Account for the fact that carboxylic acids are more acidic compared to an alcohol.

Short Answer

Expert verified
Answer: Carboxylic acids are more acidic compared to alcohols because their conjugate bases (carboxylate ions) are more stable due to resonance stabilization. This stabilization allows the carboxylic acid to donate a proton more readily than an alcohol, resulting in a higher acidity.

Step by step solution

01

Understanding Acids and Bases

According to the Brønsted-Lowry theory, an acid is a substance that donates a proton (H+) to a base, and a base is a substance that accepts a proton. The stronger the acid, the more readily it donates a proton. Similarly, the more stable the conjugate base (the species formed after the acid donates its proton), the stronger the acid will be.

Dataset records
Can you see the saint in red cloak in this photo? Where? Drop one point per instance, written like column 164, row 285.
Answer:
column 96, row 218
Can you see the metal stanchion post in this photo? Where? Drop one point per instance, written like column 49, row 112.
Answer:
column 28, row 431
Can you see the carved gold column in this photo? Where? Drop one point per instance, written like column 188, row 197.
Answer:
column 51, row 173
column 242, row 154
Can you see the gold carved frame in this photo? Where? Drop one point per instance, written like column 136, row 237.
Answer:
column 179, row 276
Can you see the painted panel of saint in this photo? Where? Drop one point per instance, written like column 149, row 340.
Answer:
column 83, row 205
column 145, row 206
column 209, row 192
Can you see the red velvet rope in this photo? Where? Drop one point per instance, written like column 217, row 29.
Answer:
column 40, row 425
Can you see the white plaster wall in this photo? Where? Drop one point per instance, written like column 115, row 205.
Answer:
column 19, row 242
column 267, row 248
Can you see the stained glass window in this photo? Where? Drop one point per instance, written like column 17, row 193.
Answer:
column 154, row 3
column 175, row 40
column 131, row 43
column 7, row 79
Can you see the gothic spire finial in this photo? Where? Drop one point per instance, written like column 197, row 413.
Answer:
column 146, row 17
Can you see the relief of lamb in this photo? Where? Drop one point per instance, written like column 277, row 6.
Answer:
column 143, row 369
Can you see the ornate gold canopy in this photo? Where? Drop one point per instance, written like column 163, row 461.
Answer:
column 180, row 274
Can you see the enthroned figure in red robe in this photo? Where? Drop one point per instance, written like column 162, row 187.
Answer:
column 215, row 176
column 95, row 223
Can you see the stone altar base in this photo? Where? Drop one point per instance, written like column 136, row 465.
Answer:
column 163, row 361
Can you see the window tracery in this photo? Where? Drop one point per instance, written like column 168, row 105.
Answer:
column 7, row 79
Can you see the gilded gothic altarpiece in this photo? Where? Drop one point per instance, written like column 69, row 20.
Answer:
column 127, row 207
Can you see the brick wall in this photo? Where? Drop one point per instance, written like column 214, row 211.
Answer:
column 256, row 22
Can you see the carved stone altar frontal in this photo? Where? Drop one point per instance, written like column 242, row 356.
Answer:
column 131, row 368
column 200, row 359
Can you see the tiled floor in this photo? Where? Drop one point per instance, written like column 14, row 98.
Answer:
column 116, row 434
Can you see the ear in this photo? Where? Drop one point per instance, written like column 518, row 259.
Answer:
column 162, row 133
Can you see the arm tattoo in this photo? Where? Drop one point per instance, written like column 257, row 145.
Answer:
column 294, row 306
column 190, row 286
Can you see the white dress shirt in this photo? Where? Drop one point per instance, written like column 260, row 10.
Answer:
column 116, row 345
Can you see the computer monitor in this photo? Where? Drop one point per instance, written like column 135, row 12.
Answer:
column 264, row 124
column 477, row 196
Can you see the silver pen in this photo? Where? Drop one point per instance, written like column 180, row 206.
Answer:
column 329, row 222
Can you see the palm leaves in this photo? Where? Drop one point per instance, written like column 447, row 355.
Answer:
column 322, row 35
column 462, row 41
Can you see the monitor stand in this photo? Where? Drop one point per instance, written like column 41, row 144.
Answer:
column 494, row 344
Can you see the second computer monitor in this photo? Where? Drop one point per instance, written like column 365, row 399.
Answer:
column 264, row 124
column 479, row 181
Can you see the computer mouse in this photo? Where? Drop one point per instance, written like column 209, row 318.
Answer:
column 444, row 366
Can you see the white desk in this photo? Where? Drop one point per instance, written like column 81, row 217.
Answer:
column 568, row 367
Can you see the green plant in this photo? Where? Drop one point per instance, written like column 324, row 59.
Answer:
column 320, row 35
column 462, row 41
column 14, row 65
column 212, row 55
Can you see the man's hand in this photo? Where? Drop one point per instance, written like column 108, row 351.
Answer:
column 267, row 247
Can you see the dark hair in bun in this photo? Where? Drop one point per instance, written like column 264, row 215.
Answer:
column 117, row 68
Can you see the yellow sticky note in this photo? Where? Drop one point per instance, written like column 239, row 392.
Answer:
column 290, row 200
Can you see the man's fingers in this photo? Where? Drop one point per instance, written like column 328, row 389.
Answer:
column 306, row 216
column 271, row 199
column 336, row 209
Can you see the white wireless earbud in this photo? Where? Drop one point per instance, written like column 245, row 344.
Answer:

**Goal of the exercise**:
Extend the explanation of why carboxylic acids are more acidic than alcohols, picking up after its last sentence.

**The result**:
02

Analyzing Alcohol's Structure

Alcohol is an organic compound having a hydroxyl (OH) group bonded to a carbon atom. The general formula of alcohol is R-OH, where R represents an alkyl or substituted alkyl group. In the case of alcohol, the acidic proton is attached to the oxygen atom of the hydroxyl group.
03

Analyzing Carboxylic Acid's Structure

Carboxylic acid is an organic compound having a carbonyl (C=O) group and a hydroxyl group attached to the same carbon atom, generally represented as R-COOH. The acidic proton in carboxylic acids is attached to the oxygen atom of the hydroxyl group, just like in alcohols.
04

Comparing the Stability of Conjugate Bases

When alcohols and carboxylic acids lose a proton, they form their respective conjugate bases. Alcohols form alkoxide ions (R-O^{-}), while carboxylic acids form carboxylate ions (R-COO^{-}). The stability of these conjugate bases plays a significant role in determining the acidity of the parent compound. Generally, the more stable the conjugate base, the more acidic the parent compound.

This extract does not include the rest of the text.